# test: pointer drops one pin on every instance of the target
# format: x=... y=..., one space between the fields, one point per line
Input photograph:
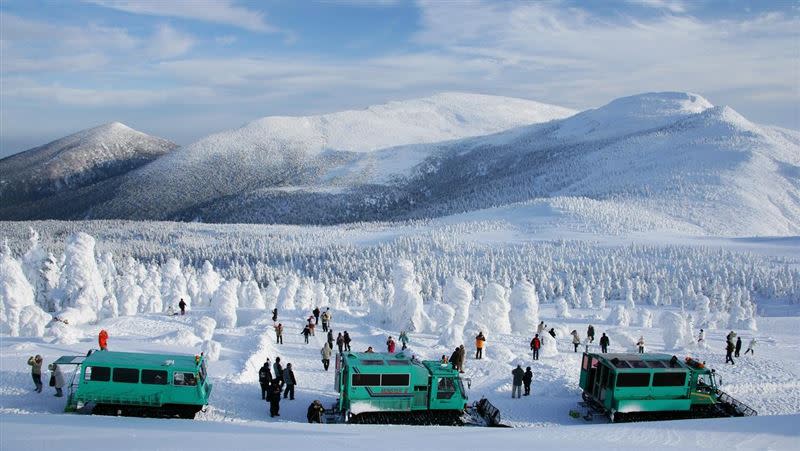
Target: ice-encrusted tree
x=673 y=330
x=457 y=297
x=250 y=295
x=224 y=302
x=19 y=315
x=562 y=308
x=287 y=294
x=493 y=311
x=80 y=287
x=407 y=311
x=524 y=307
x=208 y=281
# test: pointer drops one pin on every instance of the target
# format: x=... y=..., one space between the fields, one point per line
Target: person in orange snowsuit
x=102 y=340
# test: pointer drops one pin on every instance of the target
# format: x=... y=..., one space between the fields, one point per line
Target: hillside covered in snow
x=69 y=164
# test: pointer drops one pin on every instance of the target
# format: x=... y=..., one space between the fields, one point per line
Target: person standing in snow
x=265 y=379
x=340 y=342
x=527 y=378
x=536 y=343
x=274 y=398
x=729 y=347
x=576 y=340
x=518 y=374
x=403 y=340
x=56 y=379
x=326 y=355
x=347 y=341
x=604 y=342
x=315 y=410
x=290 y=381
x=277 y=369
x=751 y=346
x=480 y=342
x=102 y=340
x=326 y=319
x=36 y=371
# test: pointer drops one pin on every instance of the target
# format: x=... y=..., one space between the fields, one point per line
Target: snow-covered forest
x=433 y=279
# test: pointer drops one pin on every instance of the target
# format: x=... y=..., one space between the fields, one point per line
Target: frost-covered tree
x=208 y=281
x=673 y=330
x=287 y=294
x=457 y=298
x=620 y=316
x=173 y=284
x=225 y=301
x=80 y=287
x=250 y=295
x=524 y=307
x=19 y=315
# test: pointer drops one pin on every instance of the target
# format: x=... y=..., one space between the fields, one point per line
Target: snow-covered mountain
x=656 y=161
x=75 y=161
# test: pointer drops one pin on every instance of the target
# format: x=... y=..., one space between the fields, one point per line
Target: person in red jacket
x=536 y=343
x=102 y=340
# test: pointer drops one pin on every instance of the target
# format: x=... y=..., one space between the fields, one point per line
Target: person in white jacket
x=751 y=346
x=326 y=355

:: Stated task ::
Every record above should be written out again exactly; the pictures stay out of the copy.

:: Task response ::
# test: pointer drops one pin on every instance of the target
# format: x=... y=..., one space between the fields, one point per line
Input photograph:
Target: ice-encrusted tree
x=673 y=330
x=457 y=297
x=250 y=295
x=224 y=302
x=19 y=315
x=562 y=308
x=287 y=294
x=493 y=311
x=80 y=287
x=407 y=311
x=524 y=307
x=208 y=281
# test: pointer drops one pin on every instance of the target
# format: x=... y=..., one space between the fields, one point per line
Target: person in orange snowsuit
x=102 y=340
# test: pointer drops one pin on every instance of the target
# format: x=... y=..., one space between the fields, one point per line
Target: hillside covered in snow
x=69 y=164
# test: pointer drops one pin on every instance of the target
# format: x=... y=..., one space between the fields, one point per line
Target: person standing in snow
x=265 y=379
x=340 y=342
x=527 y=378
x=536 y=343
x=274 y=398
x=729 y=347
x=576 y=340
x=518 y=374
x=403 y=340
x=56 y=379
x=326 y=355
x=347 y=341
x=604 y=342
x=315 y=410
x=290 y=381
x=277 y=369
x=751 y=346
x=480 y=342
x=102 y=340
x=326 y=319
x=36 y=371
# test: pointer drops one pin on every instance of the target
# format: x=... y=..., one space between the fields, one point per line
Target: snow-covered forest
x=433 y=279
# test: pointer drops one pin on every instance of the target
# format: x=... y=..., one space between the fields, one point per line
Target: frost-covered tree
x=208 y=281
x=673 y=330
x=287 y=294
x=457 y=298
x=620 y=316
x=173 y=284
x=225 y=301
x=80 y=287
x=250 y=295
x=524 y=307
x=19 y=315
# test: pointer drops one pin on every instance of the target
# format: x=... y=..., one space between the fields, one point per line
Target: snow-covered mountain
x=656 y=161
x=75 y=161
# test: pointer drops one pin on every instance of the target
# format: x=... y=..., one space between the fields, one point per line
Target: person in red jacket
x=536 y=343
x=102 y=340
# test: pointer drops one pin on every instance of the target
# format: x=... y=..., one space between the fields, one point per line
Target: person in white jacket
x=751 y=346
x=326 y=355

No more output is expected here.